Records taken from a collection
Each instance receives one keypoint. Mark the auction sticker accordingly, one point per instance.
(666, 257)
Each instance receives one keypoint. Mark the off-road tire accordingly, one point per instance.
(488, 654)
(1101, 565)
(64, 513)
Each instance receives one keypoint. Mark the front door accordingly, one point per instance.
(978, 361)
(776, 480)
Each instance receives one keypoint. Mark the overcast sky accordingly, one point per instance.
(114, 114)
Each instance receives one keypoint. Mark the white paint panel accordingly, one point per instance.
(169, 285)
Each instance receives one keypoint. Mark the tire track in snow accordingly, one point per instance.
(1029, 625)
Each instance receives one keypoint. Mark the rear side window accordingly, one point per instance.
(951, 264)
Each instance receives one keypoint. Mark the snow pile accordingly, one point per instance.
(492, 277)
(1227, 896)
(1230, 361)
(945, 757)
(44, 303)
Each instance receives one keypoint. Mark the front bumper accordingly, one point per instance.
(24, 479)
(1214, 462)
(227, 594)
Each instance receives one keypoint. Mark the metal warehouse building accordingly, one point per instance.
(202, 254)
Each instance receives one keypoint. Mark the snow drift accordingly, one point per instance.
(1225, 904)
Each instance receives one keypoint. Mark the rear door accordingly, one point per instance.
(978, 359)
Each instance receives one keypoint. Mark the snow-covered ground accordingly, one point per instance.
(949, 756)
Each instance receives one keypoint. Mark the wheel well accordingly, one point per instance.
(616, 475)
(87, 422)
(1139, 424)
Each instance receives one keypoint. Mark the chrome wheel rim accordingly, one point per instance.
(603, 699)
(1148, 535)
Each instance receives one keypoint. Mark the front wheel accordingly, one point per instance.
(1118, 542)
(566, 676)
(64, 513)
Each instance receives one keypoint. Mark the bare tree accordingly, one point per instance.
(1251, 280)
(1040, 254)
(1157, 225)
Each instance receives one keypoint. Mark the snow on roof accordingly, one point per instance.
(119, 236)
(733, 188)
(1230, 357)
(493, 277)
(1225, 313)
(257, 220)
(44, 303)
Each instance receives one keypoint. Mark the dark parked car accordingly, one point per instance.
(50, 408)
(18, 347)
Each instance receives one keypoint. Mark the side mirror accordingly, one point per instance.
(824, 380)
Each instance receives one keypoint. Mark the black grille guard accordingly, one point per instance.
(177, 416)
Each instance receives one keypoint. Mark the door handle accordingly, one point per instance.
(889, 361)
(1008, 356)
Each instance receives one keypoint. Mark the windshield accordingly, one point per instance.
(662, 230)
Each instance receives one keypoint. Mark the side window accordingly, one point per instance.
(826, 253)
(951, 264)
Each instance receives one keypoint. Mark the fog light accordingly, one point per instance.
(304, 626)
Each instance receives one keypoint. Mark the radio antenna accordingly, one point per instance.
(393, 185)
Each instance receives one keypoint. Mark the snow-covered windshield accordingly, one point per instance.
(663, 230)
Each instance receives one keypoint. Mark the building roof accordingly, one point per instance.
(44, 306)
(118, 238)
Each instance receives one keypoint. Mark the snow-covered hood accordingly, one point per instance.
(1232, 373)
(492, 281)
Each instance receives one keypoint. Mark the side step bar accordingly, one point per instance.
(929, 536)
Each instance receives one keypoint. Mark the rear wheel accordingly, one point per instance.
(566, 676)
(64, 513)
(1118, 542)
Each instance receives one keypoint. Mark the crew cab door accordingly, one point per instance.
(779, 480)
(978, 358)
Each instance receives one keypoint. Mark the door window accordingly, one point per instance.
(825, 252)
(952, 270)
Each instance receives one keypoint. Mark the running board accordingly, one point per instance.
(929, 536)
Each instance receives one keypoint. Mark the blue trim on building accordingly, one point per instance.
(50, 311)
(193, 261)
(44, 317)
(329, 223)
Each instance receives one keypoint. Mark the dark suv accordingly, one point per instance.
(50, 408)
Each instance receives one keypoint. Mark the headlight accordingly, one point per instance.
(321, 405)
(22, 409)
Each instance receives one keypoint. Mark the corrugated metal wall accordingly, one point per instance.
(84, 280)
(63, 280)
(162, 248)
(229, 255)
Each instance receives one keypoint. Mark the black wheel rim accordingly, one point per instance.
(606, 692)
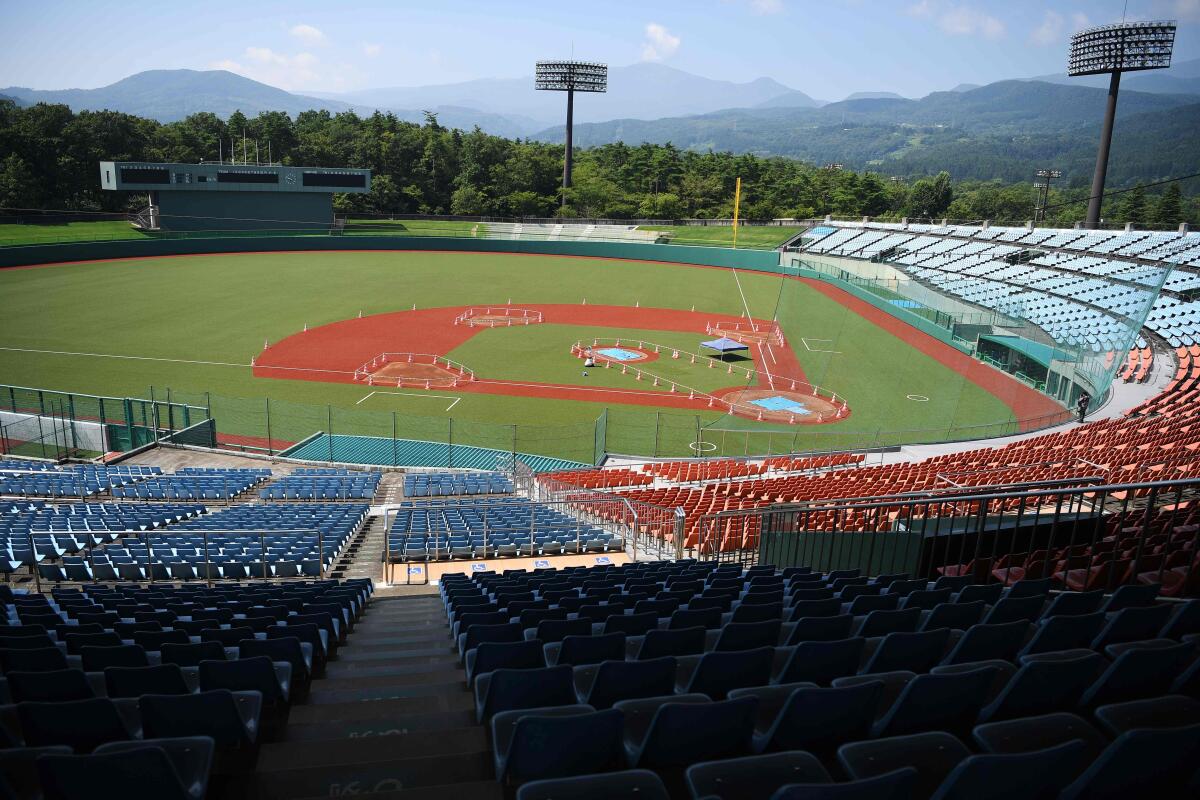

Stated task: Put the records above into a numbered list, leaving out blank lines and any pictures.

Response to the task:
1. Each instance receives one keypoint. Mark the auction sticker accordingly, one point per instance.
2. (666, 257)
3. Each instance receives one keypoint. Mark the off-road tire accordingly, one point per instance.
4. (488, 654)
5. (1101, 565)
6. (64, 513)
7. Each instance receives one keypoint. Mark the front door accordingly, one point per instance.
8. (978, 361)
9. (776, 480)
10. Each instance receives one keypoint. Mark the overcast sky accordingly, one point per instance.
11. (114, 114)
12. Each instance receives one keypoint. Mark the white paint panel accordingly, one point per instance.
13. (169, 285)
14. Each instance receives one keypoint. Mark the tire track in snow accordingly, one point per instance.
15. (1029, 625)
16. Each instance receives one keypoint. Mark the rear side window accordingly, one point per instance.
17. (951, 264)
18. Each instance receives one keypoint. Mark the snow pile accordingly, one point per instance.
19. (492, 277)
20. (1227, 896)
21. (1230, 361)
22. (945, 757)
23. (44, 303)
24. Each instance receives one keypoint. Mark the front bumper accordingly, one point per instance.
25. (24, 479)
26. (1214, 462)
27. (227, 594)
28. Each instance receives one keypoint. Mark the metal warehouse building accordingly, one point per instance.
29. (202, 254)
30. Each instance receives one keypoint. Mark the snow drift accordingly, one point per instance.
31. (1225, 904)
32. Each instance receives one keypoint. Mark the rear door accordingly, one point per instance.
33. (978, 359)
34. Each instance receives one keypoint. Mark the snow-covered ground accordingly, one point per instance.
35. (949, 756)
36. Each instance receives one keypoint. Mark the wheel well accordingly, one point per instance.
37. (616, 475)
38. (87, 422)
39. (1139, 424)
40. Each instance receives one keypoint. Mark the chrome wheel rim accordingly, one point per instance.
41. (603, 699)
42. (1148, 535)
43. Each instance receives one keypoint. Mark the front wheel accordingly, one point per instance.
44. (1118, 542)
45. (566, 676)
46. (64, 513)
47. Each instance receives one keypoint. Mark the bare tree accordingly, one point per instance.
48. (1251, 280)
49. (1040, 254)
50. (1157, 225)
51. Each instance receives one keypoint. Mark the snow on roof accordingly, one point per instance.
52. (119, 236)
53. (733, 188)
54. (1230, 357)
55. (493, 277)
56. (1225, 313)
57. (257, 220)
58. (44, 303)
59. Each instance receives one keypoint. Mark the dark parked car accordingly, one point per instance.
60. (50, 408)
61. (18, 347)
62. Each instance receives one keypoint. Mark the side mirror accordingly, one point per instance.
63. (824, 380)
64. Each instance receives one keypoint. Mark the black grille guard accordingly, one point per instance.
65. (177, 416)
66. Each instance receives one keypoint. Mark the door handle accordingly, one point per instance.
67. (889, 361)
68. (1008, 356)
69. Each instance receives one keypoint. Mark the windshield accordingly, one point per instance.
70. (662, 230)
71. Each instance receives one keypoint. Mark the side window accordingly, one point per instance.
72. (826, 253)
73. (951, 264)
74. Each instance receives one keypoint. Mark the fog light accordingly, one point per instance.
75. (304, 626)
76. Each instance receives one keypoint. Mark the radio antenna accordingly, one point per instance.
77. (393, 185)
78. Each instance receives one keypoint. Mark the snow-covered windshield accordingly, one point per instance.
79. (663, 230)
80. Each instance receives one keypoint. Mark the building roof accordingly, one point per instance.
81. (44, 306)
82. (118, 238)
83. Each instance receives one keypoint. Mark the snow-covered hood accordingly, one point per instance.
84. (1232, 373)
85. (492, 281)
86. Each instance receives one keypoint. Mark the side step bar accordingly, one point per instance.
87. (929, 536)
88. Each instance receives one keypoint. Mark the rear wheel accordingly, one point per instance.
89. (566, 676)
90. (64, 513)
91. (1118, 542)
92. Each instance receives one keypoint. Mark the crew cab door accordingly, one point per instance.
93. (779, 480)
94. (978, 358)
95. Each instance receives one keypoint. Mark the door window accordingly, one point per instance.
96. (825, 252)
97. (952, 270)
98. Each instance receives one keypoint. Mark the running board accordingly, one point per instance.
99. (929, 536)
100. Each instance receives one keypoint. Mark the blue trim on building accordingly, one point per instance.
101. (50, 311)
102. (193, 261)
103. (44, 317)
104. (329, 223)
105. Each instance receives one keypoint. Mark the dark suv accordingly, one point per instance.
106. (50, 408)
107. Each instance receives one keypoint. Mark the headlight accordingly, one point per instance.
108. (321, 405)
109. (22, 409)
110. Each instance receives one keypoint. Mark the corrugated metal wall accordingly, one point per instance.
111. (84, 280)
112. (63, 280)
113. (162, 248)
114. (229, 255)
115. Each instance receives one keypoint. Mark the black wheel rim accordingly, one point per instance.
116. (606, 692)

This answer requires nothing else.